## Work to complete
Take the line that contains "Where can you find the red fight" and every line after it in the material below, and quote them exactly.

Items from a dataset
## BEGIN

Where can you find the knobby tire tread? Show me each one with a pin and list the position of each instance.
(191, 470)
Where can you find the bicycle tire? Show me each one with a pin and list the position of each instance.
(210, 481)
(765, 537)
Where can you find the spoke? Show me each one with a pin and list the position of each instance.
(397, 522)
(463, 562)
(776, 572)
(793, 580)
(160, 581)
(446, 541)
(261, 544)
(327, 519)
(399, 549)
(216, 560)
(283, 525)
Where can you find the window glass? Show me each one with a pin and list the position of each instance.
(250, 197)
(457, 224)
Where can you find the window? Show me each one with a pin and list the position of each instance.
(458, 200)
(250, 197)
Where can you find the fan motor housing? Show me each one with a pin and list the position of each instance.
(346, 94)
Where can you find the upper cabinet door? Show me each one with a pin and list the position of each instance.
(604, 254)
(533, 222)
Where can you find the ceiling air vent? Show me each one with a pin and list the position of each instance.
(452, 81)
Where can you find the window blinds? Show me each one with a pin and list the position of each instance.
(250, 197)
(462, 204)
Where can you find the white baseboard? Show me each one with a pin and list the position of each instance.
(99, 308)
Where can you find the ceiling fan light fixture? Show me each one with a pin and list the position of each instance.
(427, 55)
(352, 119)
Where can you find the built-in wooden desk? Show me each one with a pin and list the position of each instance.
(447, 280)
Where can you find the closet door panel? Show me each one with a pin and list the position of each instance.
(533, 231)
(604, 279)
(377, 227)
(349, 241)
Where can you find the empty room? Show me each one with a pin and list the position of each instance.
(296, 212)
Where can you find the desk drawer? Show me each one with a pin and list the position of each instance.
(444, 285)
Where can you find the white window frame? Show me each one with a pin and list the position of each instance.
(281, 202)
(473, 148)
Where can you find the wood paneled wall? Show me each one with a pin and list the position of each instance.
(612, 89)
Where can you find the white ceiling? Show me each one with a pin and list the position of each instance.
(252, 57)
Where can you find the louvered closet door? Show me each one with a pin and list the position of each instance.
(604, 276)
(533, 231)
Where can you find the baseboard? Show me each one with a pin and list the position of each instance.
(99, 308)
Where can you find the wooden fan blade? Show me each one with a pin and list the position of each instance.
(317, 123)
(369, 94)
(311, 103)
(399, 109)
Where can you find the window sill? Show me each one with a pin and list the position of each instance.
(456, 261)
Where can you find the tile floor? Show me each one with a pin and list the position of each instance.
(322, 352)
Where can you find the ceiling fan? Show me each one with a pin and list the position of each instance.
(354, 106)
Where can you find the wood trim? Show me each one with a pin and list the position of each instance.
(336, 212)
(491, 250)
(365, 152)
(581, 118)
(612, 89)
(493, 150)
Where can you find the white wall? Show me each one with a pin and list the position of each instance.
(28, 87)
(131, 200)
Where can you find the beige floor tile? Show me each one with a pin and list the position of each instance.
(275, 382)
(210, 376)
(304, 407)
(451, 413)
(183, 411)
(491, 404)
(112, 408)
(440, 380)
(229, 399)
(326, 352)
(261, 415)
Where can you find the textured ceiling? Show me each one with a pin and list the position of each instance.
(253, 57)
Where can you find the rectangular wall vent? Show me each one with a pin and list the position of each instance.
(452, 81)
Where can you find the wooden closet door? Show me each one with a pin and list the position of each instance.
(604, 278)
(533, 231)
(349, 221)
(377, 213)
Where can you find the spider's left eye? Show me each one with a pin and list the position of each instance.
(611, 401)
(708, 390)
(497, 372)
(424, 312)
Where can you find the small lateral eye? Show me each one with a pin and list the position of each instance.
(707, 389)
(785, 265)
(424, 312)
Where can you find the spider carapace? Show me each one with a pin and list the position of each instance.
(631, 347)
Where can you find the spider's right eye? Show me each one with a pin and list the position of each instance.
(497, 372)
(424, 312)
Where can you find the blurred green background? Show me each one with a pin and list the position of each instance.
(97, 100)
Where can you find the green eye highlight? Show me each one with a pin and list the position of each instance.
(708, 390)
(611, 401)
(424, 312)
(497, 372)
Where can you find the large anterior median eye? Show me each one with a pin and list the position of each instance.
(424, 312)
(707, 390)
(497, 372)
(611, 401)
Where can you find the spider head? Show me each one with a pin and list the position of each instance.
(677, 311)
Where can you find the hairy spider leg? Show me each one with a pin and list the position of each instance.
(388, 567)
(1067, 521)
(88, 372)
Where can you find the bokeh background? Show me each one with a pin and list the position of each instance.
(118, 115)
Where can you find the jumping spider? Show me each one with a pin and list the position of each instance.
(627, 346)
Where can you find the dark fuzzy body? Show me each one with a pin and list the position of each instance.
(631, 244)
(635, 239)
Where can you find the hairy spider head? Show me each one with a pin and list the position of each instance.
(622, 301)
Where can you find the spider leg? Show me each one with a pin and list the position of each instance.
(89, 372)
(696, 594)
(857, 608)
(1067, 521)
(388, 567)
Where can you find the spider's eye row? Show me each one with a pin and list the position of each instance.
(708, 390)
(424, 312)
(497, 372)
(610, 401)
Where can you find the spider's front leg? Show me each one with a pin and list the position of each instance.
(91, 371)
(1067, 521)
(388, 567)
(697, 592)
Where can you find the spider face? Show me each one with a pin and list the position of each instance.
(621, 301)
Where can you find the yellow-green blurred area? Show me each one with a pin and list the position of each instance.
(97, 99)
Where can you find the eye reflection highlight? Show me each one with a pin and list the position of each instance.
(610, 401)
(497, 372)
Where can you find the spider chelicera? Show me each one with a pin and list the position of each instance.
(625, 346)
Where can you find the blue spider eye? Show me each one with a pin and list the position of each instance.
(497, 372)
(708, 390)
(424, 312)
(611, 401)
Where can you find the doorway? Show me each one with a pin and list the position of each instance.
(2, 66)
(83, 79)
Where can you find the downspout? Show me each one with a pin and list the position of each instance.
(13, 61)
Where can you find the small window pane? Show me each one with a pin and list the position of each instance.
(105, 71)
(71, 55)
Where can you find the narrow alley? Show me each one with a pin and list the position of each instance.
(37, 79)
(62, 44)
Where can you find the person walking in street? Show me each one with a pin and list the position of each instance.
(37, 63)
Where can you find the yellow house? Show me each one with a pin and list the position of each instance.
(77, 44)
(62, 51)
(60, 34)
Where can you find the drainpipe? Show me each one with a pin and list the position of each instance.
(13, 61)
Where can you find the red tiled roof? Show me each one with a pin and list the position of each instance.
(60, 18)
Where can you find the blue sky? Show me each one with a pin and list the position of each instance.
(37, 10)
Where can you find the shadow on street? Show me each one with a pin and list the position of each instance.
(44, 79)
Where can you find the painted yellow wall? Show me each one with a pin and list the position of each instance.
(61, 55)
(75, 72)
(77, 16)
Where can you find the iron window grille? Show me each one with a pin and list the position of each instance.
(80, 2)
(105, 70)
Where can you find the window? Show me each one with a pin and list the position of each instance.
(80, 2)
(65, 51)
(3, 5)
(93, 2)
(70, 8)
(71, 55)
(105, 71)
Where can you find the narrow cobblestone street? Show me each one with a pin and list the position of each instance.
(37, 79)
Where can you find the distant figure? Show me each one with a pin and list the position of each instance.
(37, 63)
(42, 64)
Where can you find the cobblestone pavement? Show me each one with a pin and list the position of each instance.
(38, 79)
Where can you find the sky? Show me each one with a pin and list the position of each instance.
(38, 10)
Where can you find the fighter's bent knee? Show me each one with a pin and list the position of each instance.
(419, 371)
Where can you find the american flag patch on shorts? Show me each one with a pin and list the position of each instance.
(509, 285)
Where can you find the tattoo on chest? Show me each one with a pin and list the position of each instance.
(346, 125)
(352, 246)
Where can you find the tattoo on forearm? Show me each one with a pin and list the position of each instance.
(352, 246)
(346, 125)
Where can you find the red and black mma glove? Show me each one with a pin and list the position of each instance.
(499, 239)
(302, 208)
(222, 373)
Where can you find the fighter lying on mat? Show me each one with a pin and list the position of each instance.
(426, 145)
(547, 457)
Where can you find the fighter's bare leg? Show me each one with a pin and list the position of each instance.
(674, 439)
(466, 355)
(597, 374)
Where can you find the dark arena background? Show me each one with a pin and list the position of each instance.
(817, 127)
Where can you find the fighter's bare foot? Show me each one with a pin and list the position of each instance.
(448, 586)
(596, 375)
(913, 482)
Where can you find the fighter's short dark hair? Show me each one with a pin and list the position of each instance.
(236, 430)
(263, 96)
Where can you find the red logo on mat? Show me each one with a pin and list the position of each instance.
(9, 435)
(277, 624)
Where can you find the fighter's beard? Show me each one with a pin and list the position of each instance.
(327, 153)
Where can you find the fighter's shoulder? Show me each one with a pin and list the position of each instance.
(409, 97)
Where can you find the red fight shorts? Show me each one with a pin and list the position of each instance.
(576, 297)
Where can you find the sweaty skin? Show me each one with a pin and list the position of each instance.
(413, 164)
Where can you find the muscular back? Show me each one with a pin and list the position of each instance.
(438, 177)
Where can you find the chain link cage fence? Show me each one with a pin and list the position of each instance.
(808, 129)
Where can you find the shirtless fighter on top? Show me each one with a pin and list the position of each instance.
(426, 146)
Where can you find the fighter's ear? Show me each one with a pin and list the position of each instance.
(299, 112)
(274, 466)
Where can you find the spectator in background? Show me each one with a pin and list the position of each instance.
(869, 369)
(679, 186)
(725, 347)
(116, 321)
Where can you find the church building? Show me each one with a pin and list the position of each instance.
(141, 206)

## END

## Output below
Where can you find the red fight shorts? Show me each one with a pin and list the position of each instance.
(576, 297)
Where can you find the sweaty skin? Show me each one with a pin and list the position of each instance.
(413, 164)
Where can you find the muscular back? Show me each one with a pin and list the position of each instance.
(438, 177)
Where can you find the chain link cage fence? Show me each one with a pin and list the position of each instance.
(808, 129)
Where can you find the shirtless fighter on top? Show me each one with a pin and list the position of each instance.
(426, 146)
Where can you find the fighter's ear? Show me each one with a pin and list the position of each instance.
(299, 112)
(274, 466)
Where can you find the spectator in background? Show me each one with a pin and list the position of each instance.
(869, 369)
(679, 186)
(725, 347)
(116, 321)
Where can you find the church building? Show me each one with a pin and list the position of each instance.
(141, 206)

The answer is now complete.